Set exercise:
From the line that includes "on the tree" to the last line of the data, quote each line precisely; both boundary lines belong in the answer.

+++ Record set

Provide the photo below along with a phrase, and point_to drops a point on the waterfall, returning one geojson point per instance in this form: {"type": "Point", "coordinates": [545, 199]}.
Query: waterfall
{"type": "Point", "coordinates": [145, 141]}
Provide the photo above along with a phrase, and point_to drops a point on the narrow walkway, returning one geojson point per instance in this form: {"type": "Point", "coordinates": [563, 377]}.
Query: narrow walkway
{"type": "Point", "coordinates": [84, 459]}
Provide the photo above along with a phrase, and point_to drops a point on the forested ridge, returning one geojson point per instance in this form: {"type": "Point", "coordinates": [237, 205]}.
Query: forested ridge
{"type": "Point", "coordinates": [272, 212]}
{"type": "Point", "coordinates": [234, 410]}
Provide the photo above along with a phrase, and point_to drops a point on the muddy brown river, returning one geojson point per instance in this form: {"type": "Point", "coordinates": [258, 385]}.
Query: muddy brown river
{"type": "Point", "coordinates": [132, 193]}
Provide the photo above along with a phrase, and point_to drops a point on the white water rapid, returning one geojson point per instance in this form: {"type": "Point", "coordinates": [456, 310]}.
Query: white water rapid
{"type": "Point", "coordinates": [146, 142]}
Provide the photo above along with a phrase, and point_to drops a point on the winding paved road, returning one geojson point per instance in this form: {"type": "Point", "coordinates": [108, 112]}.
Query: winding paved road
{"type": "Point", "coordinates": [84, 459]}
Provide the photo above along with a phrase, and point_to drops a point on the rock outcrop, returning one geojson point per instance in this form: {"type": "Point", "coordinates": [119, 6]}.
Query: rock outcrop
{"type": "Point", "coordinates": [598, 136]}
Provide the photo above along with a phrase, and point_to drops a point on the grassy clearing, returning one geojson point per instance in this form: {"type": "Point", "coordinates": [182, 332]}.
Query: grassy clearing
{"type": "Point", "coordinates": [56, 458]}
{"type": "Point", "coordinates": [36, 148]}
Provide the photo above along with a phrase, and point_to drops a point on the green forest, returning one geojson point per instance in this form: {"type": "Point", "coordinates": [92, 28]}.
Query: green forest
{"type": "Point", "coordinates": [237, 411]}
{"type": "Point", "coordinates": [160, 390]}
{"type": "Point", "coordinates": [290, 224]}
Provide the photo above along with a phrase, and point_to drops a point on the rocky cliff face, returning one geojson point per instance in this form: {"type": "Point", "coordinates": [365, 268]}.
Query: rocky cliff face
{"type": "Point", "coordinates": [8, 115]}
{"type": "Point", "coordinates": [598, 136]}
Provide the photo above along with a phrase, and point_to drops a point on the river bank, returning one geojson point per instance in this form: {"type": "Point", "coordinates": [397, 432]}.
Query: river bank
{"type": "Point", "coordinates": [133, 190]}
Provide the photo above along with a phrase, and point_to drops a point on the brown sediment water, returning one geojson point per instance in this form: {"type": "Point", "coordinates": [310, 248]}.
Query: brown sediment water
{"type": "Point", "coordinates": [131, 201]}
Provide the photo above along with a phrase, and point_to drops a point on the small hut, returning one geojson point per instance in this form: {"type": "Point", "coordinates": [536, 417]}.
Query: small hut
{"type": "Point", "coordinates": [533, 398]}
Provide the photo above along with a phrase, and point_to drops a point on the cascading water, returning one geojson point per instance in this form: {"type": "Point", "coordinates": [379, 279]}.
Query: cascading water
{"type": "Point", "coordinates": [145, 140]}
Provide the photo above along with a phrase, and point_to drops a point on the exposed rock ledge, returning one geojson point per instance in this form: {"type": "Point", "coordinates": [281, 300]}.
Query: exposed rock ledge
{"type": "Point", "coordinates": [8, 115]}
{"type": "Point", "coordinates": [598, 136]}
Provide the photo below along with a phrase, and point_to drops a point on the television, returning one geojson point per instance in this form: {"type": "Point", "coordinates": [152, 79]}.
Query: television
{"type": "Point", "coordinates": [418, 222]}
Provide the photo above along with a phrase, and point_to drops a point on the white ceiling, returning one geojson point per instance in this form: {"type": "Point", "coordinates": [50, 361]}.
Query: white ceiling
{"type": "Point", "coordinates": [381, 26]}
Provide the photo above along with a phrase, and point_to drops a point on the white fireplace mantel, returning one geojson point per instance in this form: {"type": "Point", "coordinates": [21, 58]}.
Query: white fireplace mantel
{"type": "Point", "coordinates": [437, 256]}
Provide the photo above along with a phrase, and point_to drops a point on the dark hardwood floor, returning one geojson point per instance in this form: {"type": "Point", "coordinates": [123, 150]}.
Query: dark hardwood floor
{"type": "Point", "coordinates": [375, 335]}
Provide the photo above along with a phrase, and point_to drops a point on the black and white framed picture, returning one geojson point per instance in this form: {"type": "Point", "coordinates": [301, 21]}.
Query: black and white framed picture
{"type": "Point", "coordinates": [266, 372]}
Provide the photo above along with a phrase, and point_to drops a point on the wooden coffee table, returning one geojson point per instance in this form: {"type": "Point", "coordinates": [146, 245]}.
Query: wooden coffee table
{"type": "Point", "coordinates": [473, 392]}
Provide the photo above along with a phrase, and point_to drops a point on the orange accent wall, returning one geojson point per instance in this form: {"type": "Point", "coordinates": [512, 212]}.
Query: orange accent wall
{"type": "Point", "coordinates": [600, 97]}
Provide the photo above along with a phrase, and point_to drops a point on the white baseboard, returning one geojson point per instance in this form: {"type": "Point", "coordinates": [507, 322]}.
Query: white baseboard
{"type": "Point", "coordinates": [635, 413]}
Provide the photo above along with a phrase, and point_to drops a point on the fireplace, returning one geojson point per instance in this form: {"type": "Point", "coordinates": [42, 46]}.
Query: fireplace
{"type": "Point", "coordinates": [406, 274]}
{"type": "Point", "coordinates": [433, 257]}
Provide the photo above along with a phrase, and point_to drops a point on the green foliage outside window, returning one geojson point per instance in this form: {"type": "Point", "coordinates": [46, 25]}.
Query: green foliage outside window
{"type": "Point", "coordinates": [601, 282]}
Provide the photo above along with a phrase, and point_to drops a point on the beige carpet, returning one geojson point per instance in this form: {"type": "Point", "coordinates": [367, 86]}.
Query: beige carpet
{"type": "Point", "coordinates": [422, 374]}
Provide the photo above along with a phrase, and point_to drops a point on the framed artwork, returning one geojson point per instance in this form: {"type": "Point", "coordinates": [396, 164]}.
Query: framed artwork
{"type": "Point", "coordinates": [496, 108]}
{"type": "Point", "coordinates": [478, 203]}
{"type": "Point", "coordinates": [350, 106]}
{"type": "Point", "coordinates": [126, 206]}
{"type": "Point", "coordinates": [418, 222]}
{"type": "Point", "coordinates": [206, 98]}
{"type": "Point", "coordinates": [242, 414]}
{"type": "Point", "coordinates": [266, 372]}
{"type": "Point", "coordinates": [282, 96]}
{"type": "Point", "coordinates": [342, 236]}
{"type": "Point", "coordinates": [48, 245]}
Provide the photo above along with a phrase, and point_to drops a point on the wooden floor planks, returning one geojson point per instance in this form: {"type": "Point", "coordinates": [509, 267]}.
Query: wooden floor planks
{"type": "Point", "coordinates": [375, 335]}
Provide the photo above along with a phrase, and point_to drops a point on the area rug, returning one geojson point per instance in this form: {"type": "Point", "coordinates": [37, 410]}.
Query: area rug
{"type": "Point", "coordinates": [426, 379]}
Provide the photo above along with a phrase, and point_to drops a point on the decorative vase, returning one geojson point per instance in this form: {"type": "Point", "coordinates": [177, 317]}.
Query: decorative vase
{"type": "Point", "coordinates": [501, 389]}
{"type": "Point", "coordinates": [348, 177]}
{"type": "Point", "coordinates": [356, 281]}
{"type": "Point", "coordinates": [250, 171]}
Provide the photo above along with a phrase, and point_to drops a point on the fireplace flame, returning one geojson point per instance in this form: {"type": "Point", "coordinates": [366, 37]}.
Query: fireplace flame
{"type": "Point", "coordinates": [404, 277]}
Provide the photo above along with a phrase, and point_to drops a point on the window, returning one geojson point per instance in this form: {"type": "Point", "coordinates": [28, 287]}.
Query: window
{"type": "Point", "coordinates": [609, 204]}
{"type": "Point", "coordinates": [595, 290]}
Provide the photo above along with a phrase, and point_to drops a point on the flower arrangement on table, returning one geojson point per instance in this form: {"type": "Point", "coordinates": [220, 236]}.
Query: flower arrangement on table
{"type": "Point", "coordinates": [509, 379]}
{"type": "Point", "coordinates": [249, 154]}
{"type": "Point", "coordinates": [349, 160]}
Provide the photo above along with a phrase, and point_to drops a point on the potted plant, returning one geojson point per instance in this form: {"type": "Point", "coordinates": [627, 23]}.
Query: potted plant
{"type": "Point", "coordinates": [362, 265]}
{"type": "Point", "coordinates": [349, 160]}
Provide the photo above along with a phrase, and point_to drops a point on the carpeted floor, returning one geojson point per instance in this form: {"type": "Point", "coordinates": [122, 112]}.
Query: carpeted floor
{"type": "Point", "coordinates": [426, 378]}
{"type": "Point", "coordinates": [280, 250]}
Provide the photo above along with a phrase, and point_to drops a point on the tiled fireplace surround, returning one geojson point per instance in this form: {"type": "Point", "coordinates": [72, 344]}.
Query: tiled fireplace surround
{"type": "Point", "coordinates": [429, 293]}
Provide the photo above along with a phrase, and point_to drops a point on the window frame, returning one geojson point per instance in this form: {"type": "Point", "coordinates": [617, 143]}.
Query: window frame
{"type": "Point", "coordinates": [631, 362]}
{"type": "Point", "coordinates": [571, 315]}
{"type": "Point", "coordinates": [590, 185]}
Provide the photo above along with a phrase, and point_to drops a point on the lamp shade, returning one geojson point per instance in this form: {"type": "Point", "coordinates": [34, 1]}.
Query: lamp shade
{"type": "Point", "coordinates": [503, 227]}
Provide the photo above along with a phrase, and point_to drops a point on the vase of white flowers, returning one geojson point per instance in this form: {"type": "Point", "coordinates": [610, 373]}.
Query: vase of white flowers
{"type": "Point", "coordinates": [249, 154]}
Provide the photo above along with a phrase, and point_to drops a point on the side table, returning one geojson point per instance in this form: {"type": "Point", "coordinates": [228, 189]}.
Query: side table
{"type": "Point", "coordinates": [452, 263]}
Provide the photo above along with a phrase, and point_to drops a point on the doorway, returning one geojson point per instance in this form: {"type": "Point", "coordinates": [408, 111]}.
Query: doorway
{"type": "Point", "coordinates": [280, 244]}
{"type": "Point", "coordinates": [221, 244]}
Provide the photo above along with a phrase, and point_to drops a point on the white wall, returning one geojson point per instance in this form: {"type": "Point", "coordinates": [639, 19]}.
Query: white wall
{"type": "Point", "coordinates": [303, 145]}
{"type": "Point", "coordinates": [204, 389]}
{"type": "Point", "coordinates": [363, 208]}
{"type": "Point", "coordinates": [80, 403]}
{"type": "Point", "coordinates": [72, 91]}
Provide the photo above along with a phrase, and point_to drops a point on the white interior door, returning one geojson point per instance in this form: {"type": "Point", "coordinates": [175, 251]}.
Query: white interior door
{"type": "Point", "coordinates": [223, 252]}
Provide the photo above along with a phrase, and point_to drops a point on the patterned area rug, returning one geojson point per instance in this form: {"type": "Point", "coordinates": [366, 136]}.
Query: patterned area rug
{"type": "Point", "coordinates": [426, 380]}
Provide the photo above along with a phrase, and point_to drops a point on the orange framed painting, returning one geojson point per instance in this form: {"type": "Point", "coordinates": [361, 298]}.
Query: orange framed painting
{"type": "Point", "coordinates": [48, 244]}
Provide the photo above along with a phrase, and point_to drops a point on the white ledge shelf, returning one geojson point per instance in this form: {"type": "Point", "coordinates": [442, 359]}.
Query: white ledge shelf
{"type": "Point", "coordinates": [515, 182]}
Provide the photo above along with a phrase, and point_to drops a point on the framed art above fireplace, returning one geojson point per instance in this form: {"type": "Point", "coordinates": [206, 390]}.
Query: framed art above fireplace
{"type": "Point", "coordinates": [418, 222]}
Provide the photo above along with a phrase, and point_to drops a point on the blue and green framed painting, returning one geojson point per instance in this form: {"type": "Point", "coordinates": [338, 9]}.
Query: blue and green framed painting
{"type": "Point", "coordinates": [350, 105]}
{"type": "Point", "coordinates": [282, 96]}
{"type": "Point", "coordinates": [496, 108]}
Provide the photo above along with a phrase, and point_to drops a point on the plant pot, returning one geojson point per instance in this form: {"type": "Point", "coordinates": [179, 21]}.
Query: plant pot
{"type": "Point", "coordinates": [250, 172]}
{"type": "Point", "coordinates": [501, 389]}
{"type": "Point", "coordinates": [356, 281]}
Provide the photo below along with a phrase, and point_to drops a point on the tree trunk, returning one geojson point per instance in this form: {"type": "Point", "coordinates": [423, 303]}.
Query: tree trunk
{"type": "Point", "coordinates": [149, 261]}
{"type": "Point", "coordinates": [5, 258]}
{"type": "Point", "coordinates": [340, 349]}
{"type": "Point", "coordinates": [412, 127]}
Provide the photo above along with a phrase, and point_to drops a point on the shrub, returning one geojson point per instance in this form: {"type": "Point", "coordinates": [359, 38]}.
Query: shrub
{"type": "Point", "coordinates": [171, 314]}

++++++

Task solution:
Provide the photo below along with a phrase, and point_to drops a point on the tree trunk, returning one geojson point per instance in this form: {"type": "Point", "coordinates": [423, 303]}.
Query: tree trunk
{"type": "Point", "coordinates": [149, 261]}
{"type": "Point", "coordinates": [5, 258]}
{"type": "Point", "coordinates": [340, 349]}
{"type": "Point", "coordinates": [412, 127]}
Provide the photo above along with a phrase, and point_to drops a point on the shrub, returning one geojson point per instance in this form: {"type": "Point", "coordinates": [359, 38]}.
Query: shrub
{"type": "Point", "coordinates": [171, 314]}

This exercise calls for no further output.